● **TRECHO DO TEXTO**
+ + + + +

Nas estações que vão da condenação à
última queda de Jesus não encontramos muita gente. Mas chegando à basílica do
Santo Sepulcro fiquei muito impressionado. Primeiro, com a multidão que se
movimentava e comprimia, disputando uma vaga para entrar. Segundo, pela falta
de reverência, pela agitação e pelo forte rumor. Terceiro, pelas manifestações
exageradas de piedade. Finalmente, pela disputa dos espaços internos da
basílica entre as diferentes igrejas cristãs (são seis as que loteram entre si
cada espaço ao redor do sepulcro de Jesus).
Mas lá estava, e nós tocamos com as mãos,
alguns restos da rocha do calvário que não
foram sepultadas pelas edificações.
E lá estavam também os restos daquilo que fora a sepultura de pedra que acolheu
o corpo ensanguentado e exangue do jovem galileu, do carpinteiro de Nazaré, do
Messias que disse que Deus espera gestos de misericórdia e não sacrifícios.
Ali, fora dos muros da cidade, o profeta do Reino de Deus foi incluído entre os
fora-de-lei (cf. Mc 15,28), sendo-lhe roubado tudo, inclusive o direito à vida.
O santo sepulcro de Jesus |
Permanecemos um longo tempo ali, tentando
cavar um silêncio interior nas rochas do tumulto dos turistas, buscando um
sentido para aquilo que aquelas rochas testemunharam há dois mil anos atrás.
Nestes momentos e lugares a oração não se faz com palavras, e a reflexão não se
baseia em silogismos. Nos momentos marcantes da nossa vida simplesmente nos
deixamos tocar, como as cordas esticadas de um violão, deixando que venha de
fora o movimento capaz de revelar a harmonia e a beleza que se esconde em nós.
“Senhor,
ensina-nos a rezar...”
O roteiro da nossa caminhada não seguiu a
lógica dos acontecimentos mas o critério da acessibilidade. Assim, depois de
uma breve parada para almoço, seguimos para o Monte das Oliveiras, e começamos
visitando o lugar da ascensão de Jesus, hoje situado no pátio de uma mesquita.
Como a ascensão de Jesus abre o tempo de espera do Espírito, cantamos: “Estaremos aqui reunidos, como estavam em
Jerusalém, pois só quando vivemos unidos é que o Espírito Santo nos vem.”
Depois, ainda no Monte das Oliveiras,
seguimos para a igreja do Pai-Nosso, onde a piedade cristã determinou que Jesus
ensinou aos seus discípulos a oração cristã, a oração do Reino de Deus. Isso
não parece verossímel, pois Jesus não teria deixado para a última semana da sua
vida esta importante lição. Em todos os casos, lá está esta bela oração pintada
em mais de oitenta línguas, e foi significativo cantá-la em som e ritmo
brasileiros.

+ + + + +

● **ENUNCIADO 1**
Responda com base no trecho do texto:
(a) Quantas igrejas cristãs dividem entre si os espaços ao redor do sepulcro de Jesus?
(b) Onde fica hoje o lugar da ascensão de Jesus?
(c) Em quantas línguas a oração está pintada na igreja do Pai-Nosso?
● **ENUNCIADO 2**
Reescreva em forma de lista o parágrafo do trecho do texto que começa com "Nas estações que vão da condenação", mantendo os fatos principais.

+ + + + +

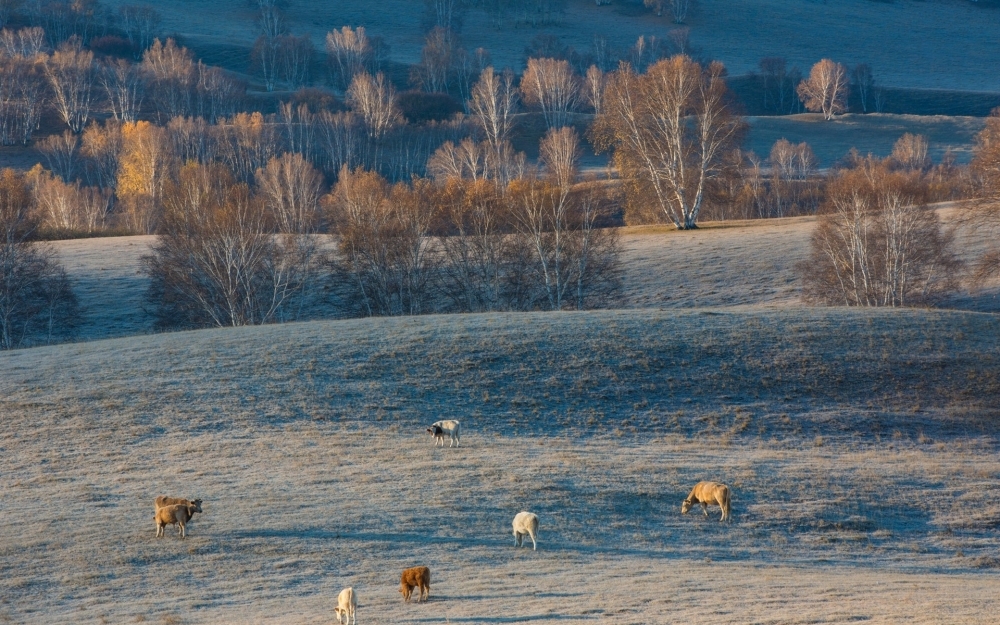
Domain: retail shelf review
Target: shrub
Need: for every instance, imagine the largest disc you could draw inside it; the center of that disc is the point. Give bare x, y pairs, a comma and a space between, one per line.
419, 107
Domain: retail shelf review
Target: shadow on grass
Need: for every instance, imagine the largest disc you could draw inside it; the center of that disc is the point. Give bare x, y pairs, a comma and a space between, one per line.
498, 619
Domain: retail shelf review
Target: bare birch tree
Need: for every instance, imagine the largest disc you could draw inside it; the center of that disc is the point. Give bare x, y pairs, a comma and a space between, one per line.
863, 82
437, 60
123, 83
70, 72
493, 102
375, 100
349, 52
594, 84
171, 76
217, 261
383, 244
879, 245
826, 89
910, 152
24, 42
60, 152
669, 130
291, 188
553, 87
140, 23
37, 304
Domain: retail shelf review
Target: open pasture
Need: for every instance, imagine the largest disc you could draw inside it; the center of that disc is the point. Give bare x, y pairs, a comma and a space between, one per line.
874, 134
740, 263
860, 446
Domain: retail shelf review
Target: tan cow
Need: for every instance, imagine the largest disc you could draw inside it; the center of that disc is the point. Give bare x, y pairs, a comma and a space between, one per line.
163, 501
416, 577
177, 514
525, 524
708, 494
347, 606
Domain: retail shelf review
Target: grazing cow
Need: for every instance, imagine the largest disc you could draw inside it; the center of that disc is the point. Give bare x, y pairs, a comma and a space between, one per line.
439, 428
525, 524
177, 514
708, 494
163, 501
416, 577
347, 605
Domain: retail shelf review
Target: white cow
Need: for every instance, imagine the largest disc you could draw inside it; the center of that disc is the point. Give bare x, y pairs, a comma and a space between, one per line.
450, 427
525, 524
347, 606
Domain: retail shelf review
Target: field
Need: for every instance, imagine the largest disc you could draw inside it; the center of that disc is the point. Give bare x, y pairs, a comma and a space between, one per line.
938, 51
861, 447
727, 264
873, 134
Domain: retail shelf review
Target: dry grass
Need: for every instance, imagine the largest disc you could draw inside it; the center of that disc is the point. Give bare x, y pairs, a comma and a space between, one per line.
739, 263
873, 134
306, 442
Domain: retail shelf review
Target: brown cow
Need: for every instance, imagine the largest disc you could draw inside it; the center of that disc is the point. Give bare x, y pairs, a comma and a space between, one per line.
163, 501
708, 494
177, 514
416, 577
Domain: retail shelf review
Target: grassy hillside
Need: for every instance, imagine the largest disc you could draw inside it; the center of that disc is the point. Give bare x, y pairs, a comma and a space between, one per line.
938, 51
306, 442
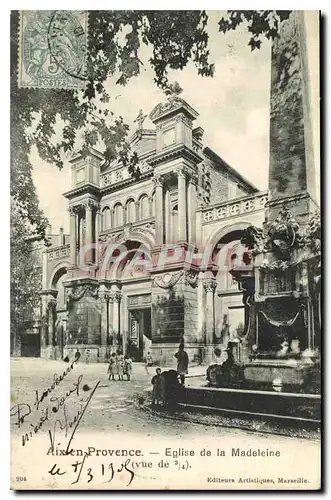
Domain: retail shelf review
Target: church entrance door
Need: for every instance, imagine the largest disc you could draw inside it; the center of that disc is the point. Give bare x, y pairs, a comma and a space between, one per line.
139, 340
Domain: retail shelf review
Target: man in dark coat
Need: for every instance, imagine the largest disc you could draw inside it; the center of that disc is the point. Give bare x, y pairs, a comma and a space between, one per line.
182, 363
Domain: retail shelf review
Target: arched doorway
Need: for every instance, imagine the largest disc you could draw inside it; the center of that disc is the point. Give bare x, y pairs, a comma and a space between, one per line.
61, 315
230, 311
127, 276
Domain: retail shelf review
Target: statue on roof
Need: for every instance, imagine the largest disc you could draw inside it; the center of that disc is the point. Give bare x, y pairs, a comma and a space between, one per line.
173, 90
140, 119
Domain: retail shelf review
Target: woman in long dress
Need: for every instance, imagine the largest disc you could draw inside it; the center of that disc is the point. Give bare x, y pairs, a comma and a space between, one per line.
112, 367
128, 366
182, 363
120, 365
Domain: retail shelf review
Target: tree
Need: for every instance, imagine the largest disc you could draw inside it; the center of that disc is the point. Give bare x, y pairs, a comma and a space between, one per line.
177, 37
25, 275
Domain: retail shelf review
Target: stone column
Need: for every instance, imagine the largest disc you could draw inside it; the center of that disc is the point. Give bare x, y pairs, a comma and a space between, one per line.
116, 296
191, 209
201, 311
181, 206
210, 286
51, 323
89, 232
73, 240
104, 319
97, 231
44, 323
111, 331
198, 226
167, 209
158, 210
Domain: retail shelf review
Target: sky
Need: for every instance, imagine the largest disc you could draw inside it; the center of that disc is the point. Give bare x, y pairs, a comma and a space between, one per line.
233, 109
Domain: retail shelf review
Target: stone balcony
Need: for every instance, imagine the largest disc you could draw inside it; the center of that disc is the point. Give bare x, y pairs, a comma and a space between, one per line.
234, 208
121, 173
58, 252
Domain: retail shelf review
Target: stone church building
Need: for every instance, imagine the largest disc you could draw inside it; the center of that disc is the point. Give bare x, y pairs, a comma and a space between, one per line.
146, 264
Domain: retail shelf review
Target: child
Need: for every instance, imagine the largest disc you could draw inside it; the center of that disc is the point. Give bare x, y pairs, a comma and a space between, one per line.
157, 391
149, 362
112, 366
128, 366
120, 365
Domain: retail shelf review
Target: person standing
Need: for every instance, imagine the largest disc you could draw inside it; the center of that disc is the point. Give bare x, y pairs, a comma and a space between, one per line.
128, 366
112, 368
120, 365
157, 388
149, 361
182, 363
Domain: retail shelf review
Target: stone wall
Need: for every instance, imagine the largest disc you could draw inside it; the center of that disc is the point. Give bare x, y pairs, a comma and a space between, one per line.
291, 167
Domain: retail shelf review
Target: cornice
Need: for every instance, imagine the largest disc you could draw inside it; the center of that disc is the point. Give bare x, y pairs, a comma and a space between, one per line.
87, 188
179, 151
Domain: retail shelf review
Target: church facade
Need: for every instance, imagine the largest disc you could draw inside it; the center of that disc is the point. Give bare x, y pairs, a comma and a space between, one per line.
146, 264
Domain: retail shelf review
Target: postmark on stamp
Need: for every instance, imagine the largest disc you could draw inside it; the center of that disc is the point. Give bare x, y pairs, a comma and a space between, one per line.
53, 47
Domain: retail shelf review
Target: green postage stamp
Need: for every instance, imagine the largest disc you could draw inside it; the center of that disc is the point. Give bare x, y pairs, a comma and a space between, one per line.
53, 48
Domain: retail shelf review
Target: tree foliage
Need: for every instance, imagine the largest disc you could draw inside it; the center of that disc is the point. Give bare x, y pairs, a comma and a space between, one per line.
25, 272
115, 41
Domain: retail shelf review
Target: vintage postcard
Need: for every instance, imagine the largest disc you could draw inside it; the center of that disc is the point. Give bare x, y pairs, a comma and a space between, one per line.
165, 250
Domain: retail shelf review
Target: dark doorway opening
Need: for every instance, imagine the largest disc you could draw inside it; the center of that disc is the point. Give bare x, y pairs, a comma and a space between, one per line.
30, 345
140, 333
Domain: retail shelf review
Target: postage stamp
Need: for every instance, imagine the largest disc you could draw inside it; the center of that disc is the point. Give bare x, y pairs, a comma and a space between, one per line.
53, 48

+ + + + +

● **RESPOSTA ESCRITA 1**
(a) Seis.
(b) No pátio de uma mesquita, no Monte das Oliveiras.
(c) Em mais de oitenta línguas.

● **RESPOSTA ESCRITA 2**
Nas estações entre a condenação e a última queda de Jesus havia pouca gente. Na basílica do Santo Sepulcro, chamaram a atenção:
- a multidão que se comprimia disputando uma vaga para entrar;
- a falta de reverência, a agitação e o forte rumor;
- as manifestações exageradas de piedade;
- a disputa dos espaços internos da basílica entre seis igrejas cristãs, que dividem entre si cada espaço ao redor do sepulcro.